Excerpt to read:
I enjoyed helping oversee decisions at the charity but didn’t really think that my decision to join was a dramatic change for me. However, to remain tru to my new approach to life, I was willing to see where it went. Little did I know that decision to join the charity would be a fateful move that would lead to one of the most consequential events of my life.
Blindsided
I always assumed that my youth was pretty typical. A middle class family, not rich but not wanting. I had committed, loving parents and a sister. Although we were never close, care was expressed through actions, making sacrifices for each other. Little did I know my typical upbringing was about to be turned upside down.
When a stranger reached out to me on LinkedIn last week claiming to be my a family member, I was skeptical. He claimed he had uploaded his DNA to 23andMe and found that he was related to a distant family member of mine. That family member had built a detailed family tree which included my parents. He mentioned my parents birth dates and marriage date and mentioned my uncles name. If I would only upload my DNA he could prove we were family.
Nice try I said, that information can be found publicly. You’re not going to have me upload my DNA for some sort of identity theft. I left the message alone for a day or so but one piece of information he gave wasn’t very public. He claimed a family member had lived oversees at some point and had a child. That child was him and he had been given up for adoption. He was adopted by a European family and grew up there. He had a good upbringing, received an education and had a pretty ideal life, but he wanted to connect with his biological family.

Using the information:
[1] Decide whether each statement below agrees with the excerpt about the unexpected relative. For each, answer yes or no and quote the words from the excerpt that settle it.
(a) The stranger first contacted the narrator through LinkedIn.
(b) The narrator was willing to upload DNA as soon as the stranger asked.
(c) The stranger was adopted by an American family.
[2] Pick up the excerpt about the unexpected relative after its last sentence and keep writing it in the same first-person voice.

Data shown:
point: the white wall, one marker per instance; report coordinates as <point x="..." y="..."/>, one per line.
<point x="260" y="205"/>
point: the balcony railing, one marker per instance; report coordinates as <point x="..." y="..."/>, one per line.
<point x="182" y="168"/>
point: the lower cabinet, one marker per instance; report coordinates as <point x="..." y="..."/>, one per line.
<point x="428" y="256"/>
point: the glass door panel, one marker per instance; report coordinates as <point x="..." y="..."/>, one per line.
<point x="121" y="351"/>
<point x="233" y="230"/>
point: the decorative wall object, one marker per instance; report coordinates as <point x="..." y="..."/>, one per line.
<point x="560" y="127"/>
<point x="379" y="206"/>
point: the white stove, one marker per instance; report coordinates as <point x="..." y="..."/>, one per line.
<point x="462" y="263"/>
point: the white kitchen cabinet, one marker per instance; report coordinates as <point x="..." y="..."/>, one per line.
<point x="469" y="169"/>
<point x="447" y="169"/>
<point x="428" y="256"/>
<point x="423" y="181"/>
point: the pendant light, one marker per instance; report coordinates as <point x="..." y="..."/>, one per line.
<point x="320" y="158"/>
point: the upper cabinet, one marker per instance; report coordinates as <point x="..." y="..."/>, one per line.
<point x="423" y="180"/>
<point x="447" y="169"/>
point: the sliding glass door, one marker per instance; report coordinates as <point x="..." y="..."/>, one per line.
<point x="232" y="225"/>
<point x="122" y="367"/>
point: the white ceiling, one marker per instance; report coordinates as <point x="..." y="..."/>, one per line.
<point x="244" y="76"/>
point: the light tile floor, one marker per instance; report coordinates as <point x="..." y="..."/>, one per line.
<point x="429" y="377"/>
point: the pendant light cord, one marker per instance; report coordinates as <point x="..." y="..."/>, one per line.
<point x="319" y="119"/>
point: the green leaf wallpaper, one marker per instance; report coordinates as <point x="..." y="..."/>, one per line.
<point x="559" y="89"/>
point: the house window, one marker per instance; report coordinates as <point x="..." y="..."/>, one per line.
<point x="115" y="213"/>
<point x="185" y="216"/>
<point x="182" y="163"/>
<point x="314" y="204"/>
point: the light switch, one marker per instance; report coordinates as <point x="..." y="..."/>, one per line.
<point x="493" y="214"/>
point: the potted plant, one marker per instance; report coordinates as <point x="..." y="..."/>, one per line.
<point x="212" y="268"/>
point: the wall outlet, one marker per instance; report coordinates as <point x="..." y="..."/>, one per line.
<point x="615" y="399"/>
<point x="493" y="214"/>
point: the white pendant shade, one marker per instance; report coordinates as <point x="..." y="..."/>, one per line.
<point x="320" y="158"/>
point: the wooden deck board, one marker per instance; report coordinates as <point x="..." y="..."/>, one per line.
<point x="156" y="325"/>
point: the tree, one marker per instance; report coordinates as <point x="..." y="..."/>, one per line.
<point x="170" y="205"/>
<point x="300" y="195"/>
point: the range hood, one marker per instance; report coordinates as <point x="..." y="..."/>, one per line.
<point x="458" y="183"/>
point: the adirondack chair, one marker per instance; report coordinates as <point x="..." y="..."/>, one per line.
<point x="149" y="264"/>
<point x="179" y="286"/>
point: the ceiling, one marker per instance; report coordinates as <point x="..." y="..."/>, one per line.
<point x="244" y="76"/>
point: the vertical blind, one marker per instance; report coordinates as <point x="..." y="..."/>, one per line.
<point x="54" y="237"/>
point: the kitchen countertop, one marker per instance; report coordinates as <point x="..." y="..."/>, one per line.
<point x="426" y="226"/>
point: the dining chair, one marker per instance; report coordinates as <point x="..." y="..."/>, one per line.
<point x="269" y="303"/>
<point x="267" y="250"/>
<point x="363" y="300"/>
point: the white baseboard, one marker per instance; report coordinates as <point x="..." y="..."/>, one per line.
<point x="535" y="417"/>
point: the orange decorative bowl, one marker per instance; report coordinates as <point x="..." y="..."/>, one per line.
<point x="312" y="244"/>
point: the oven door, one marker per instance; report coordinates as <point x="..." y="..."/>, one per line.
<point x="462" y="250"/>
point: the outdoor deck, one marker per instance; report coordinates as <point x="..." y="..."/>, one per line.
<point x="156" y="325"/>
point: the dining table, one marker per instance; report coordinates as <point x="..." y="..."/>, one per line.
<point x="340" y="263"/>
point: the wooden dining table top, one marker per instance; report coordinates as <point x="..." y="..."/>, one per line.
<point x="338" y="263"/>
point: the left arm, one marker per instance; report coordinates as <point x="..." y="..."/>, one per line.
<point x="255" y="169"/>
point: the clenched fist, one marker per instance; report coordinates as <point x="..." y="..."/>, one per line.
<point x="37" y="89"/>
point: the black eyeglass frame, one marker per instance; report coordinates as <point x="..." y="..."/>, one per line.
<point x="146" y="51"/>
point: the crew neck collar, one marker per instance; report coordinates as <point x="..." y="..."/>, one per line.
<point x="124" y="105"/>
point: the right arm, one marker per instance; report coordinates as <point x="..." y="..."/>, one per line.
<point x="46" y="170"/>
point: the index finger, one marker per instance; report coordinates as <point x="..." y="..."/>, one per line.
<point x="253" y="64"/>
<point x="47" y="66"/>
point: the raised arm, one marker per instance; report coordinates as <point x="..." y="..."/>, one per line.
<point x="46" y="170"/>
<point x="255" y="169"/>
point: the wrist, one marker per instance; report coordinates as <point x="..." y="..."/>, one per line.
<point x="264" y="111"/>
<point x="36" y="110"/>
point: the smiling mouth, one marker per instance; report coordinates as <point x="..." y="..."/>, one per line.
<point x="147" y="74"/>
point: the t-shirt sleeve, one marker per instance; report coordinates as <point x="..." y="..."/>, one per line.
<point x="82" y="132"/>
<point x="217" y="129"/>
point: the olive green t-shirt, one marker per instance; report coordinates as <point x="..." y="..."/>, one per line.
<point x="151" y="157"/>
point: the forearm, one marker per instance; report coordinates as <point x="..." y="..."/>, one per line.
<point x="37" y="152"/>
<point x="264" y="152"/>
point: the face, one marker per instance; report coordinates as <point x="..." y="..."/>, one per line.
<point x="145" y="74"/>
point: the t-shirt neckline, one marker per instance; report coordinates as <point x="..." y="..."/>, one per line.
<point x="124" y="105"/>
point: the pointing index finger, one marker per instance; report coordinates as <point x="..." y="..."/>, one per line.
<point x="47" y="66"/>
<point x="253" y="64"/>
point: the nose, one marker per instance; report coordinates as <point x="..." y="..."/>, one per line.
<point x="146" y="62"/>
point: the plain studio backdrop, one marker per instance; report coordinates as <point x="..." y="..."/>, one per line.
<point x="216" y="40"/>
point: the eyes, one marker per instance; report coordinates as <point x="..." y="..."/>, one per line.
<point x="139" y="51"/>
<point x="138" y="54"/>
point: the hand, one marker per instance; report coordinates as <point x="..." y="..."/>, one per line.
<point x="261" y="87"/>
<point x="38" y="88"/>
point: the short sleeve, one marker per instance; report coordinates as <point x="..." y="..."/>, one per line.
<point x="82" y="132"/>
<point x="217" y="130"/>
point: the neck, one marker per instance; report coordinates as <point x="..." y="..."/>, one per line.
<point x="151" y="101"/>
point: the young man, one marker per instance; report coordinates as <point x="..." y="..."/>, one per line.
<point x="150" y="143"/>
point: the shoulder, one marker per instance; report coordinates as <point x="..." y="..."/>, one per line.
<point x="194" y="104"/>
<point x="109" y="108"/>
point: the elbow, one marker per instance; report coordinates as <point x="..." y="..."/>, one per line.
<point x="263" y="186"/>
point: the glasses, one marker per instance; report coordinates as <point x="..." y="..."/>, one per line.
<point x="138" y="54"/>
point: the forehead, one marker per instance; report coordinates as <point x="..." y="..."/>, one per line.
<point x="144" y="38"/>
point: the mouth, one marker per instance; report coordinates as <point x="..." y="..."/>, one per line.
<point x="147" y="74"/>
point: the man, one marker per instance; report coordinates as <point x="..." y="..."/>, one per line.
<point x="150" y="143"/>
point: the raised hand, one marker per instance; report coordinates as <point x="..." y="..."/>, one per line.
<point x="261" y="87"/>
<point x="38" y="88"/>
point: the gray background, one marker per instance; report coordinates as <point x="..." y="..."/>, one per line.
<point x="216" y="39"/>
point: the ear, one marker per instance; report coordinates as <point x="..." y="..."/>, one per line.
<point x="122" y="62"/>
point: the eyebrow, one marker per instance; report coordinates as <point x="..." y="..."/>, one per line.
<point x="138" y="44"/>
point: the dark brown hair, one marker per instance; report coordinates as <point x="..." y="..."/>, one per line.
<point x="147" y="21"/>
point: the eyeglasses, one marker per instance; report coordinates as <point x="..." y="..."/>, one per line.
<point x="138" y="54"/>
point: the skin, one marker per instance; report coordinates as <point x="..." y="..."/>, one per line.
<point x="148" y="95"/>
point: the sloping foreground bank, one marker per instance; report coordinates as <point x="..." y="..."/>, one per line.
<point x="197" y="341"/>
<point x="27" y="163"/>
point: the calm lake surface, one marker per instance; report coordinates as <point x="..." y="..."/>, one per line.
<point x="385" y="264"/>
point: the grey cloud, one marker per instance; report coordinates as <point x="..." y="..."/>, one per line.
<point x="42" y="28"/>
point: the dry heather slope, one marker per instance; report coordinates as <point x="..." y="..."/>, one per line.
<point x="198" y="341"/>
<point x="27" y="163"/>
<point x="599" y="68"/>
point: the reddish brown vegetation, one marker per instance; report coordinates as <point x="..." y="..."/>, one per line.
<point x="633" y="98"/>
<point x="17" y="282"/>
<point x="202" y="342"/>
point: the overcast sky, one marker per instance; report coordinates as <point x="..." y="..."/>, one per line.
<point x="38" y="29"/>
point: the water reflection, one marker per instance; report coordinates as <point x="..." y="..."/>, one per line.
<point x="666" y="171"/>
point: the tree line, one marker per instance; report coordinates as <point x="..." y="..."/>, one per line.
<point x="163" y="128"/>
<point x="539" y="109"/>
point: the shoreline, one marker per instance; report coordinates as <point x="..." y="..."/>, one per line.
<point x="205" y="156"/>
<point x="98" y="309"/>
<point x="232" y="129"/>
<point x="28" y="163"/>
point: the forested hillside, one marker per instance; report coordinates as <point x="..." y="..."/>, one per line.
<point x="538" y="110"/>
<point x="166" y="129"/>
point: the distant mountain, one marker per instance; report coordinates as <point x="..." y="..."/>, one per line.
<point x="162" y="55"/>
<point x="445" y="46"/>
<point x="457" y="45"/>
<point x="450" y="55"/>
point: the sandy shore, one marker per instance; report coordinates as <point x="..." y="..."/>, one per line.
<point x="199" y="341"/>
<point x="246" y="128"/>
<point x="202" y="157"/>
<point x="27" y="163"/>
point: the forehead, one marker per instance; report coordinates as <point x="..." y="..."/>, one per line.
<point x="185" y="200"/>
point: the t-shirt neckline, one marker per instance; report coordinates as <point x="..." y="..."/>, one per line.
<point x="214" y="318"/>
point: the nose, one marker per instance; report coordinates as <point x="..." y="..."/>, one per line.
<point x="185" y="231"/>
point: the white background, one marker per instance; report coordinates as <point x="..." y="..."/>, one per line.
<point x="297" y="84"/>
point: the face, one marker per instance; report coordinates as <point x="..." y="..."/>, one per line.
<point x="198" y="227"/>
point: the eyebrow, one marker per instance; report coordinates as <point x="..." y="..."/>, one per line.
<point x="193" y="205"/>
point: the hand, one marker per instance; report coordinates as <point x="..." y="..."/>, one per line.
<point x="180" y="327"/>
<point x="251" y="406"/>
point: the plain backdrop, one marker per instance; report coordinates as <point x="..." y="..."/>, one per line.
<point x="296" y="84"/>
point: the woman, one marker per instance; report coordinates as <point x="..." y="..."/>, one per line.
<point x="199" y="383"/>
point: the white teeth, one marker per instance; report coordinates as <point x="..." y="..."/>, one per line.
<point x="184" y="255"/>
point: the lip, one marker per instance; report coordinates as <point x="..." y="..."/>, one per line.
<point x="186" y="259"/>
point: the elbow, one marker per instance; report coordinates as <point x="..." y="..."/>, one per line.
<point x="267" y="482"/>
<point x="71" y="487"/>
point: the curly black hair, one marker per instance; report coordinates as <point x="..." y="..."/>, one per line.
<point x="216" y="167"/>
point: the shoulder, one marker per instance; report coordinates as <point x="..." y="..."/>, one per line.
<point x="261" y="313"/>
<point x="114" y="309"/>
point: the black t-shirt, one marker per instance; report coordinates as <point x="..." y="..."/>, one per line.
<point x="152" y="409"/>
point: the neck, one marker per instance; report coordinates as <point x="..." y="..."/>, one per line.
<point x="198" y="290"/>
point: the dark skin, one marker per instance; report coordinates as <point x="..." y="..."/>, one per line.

Answers to the exercise:
[1]
(a) Yes: "When a stranger reached out to me on LinkedIn last week claiming to be my a family member, I was skeptical."
(b) No: "You’re not going to have me upload my DNA for some sort of identity theft."
(c) No: "He was adopted by a European family and grew up there."

[2]
He had reached out to me because I was also listed on the family tree and when he Googled my name, my profile from the charity’s website popped up with my picture and name. I have a short bio on the website that describes my career and where I’m from. Once he saw the city I was from, he knew it had to be the same person from the family tree list.
The family member that he claimed was overseas was my mother and he claimed to be my brother. Faced with the detailed evidence, I confronted my mother and she confirmed, that yes, she had a child overseas and never told us. For 37 years I had a brother I never knew about.
Putting it in Perspective
As I mentioned in the beginning, hindsight is 20/20. If John had never decided to change his approach to his charity, I may have never joined the board. If I didn’t get laid off, I may not have joined that board and had my bio published online for my brother to find. My brother confirmed that this was the key piece of evidence that he used to reach out to me.
The point of this is that each of us, changing our thoughts, having a positive mindset and believing in our own ability to change the world around us can really change things in ways beyond what we can even imagine is possible. Changes for those of you reading this may start small, but the courage and the discipline to stay committed to doing something you believe in can literally change the world. I’m taking that same attitude for my situation with my new brother. Rather than lamenting the time missed out together, I am celebrating the discovery and the fact that the will to change has surprised me with a gift that I could have never seen coming. I hope people can use the example of both John and I as an example to push themselves to face their own fears and ask themselves why they don’t want to leave their comfort zone. Leaving that zone and getting uncomfortable could reward you in ways you don’t even know right now, so take the leap and let it go.